§ TASK INSTRUCTIONS: Continue the energy-market news text below from the point where it stops.

§ GIVEN TEXT:
Although some coal is needed in the very short term to meet Europe’s energy demand, by 2024 postponed retirements and higher nuclear utilization will be important to cover the shortfall of natural gas. Emissions from energy will be 2.3% lower in Europe from 2022-2030, compared with a pathway without the Ukraine war. This is due to the increased prominence of low-carbon energy (renewables and nuclear), more energy efficiency and, in the short to medium term, lower economic growth.
Russia’s pivot East will not fully compensate for reduced gas exports to Europe because of limited infrastructure. In contrast, DNV estimates that Europe itself will produce 12% more gas in 2030, reflecting industry’s reaction to higher oil and gas prices in the short term and response to the pledge from EU to deliver more gas. The role of imported LNG is limited by regasification capacity, with extra infrastructure expected to take years to build.
Annual oil and gas contracts activity increased by 9% in 2021 in terms of the number of contracts and by 51% in terms of disclosed contract value, according to GlobalData. The number of contracts increased from 5,750 in 2020 to 6,263 in 2021, and the disclosed contract value rose from $115.42 billion in 2020 to $174.21 billion in 2021. The analysis cites improved crude oil prices and COVID-19 subsiding as key factors that boosted activity.
Notable contracts include those for an LNG project by Qatar Petroleum for the North Field East Project, as well as Saudi Aramco’s 16 contracts, with a combined worth of $10 billion, for the subsurface and EPC works for the development of the Jafurah shale gas field.
Operation and maintenance represented 44% of the total contracts, followed by contracts with procurement scope with 20%.
Global economic growth could slow to 2.5% year-on-year in 2022 and 0.7% in 2023 due to the Russia-Ukraine war, according to Wood Mackenzie.
The company has produced a downside scenario for the global economy, assuming large spill-over effects from the Russia-Ukraine conflict through transmission channels and markets, some interruption of energy and commodity flows, an energy price shock causing recessions in the EU and US, and pro-cyclical policy missteps exacerbating matters.

§ DATA SHOWN:
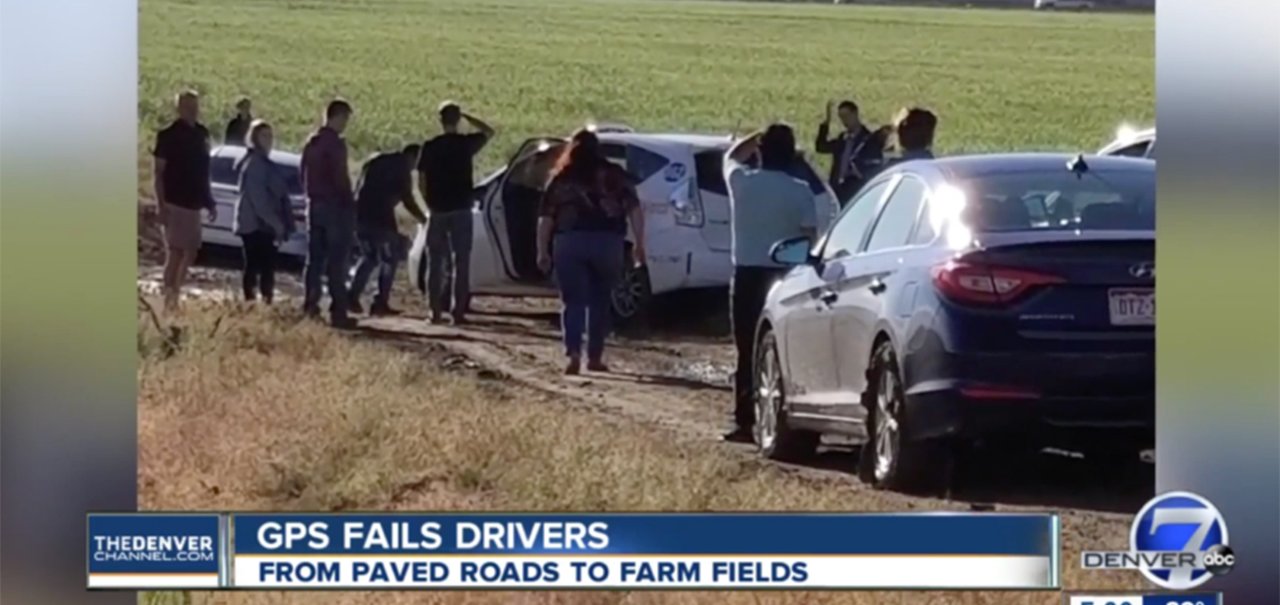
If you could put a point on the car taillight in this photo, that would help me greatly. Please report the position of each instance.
(970, 283)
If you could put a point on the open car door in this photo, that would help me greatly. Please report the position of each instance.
(511, 210)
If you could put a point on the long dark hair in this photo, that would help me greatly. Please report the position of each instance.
(777, 147)
(581, 159)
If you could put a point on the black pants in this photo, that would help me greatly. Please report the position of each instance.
(746, 299)
(259, 265)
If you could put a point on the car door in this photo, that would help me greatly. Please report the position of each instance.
(869, 283)
(224, 184)
(810, 351)
(508, 214)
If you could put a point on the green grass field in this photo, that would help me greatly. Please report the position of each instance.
(1000, 79)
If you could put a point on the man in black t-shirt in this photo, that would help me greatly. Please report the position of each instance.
(238, 127)
(444, 173)
(182, 191)
(385, 182)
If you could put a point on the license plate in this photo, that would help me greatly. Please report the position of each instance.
(1133, 306)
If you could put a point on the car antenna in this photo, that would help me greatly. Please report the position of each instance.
(1078, 165)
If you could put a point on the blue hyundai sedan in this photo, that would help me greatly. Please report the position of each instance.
(965, 299)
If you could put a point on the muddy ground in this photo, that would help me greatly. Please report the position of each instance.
(676, 379)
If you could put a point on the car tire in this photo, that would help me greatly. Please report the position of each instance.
(775, 438)
(631, 297)
(887, 461)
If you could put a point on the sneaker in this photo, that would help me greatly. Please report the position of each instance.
(383, 311)
(343, 322)
(597, 366)
(739, 435)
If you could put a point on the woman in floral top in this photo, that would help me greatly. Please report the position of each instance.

§ EXERCISE RESPONSE:
“Energy and commodity prices could fall as the global economic downturn takes hold and the EU and US recessions bottom out after four to six quarters when consumption hits its nadir,” said Peter Martin, Research Director. “The lag in reaching the bottom of the economic cycle sees the global economy take a bigger hit, relative to the base case, in 2023 compared to 2022.”
In the scenario, Russia partially defaults on sovereign debt worth $480 billion, with contagion effects for the European banking system. However, this pales in comparison to the Euro crisis in 2011-2012, and banks are now better capitalized to weather losses.
Conversely, a sharp rise in energy and food prices hurts industry, destroys demand and erodes consumer purchasing power. Global business confidence deteriorates and investment contracts. Wages are frozen before unemployment eventually rises and consumption falls further. Concerned about inflation, major central banks persist with monetary policy tightening into the recession and fiscal support is inadequate.
“We think a 15% decline in Russia’s GDP this year is possible,” Mr Martin said. “Over the medium term, however, Russia’s economy will be forced to rebalance and restructure.”
He added: “More importantly, the global economy could be looking at more permanent changes. If the COVID-19 pandemic highlighted a need to shorten supply chains, the war in Ukraine underscores the importance to have reliable trading partners. These forces could lead to a lasting realignment of global trade. The global economy becomes more regionalized — shorter supply chains with ‘reliable’ partners.”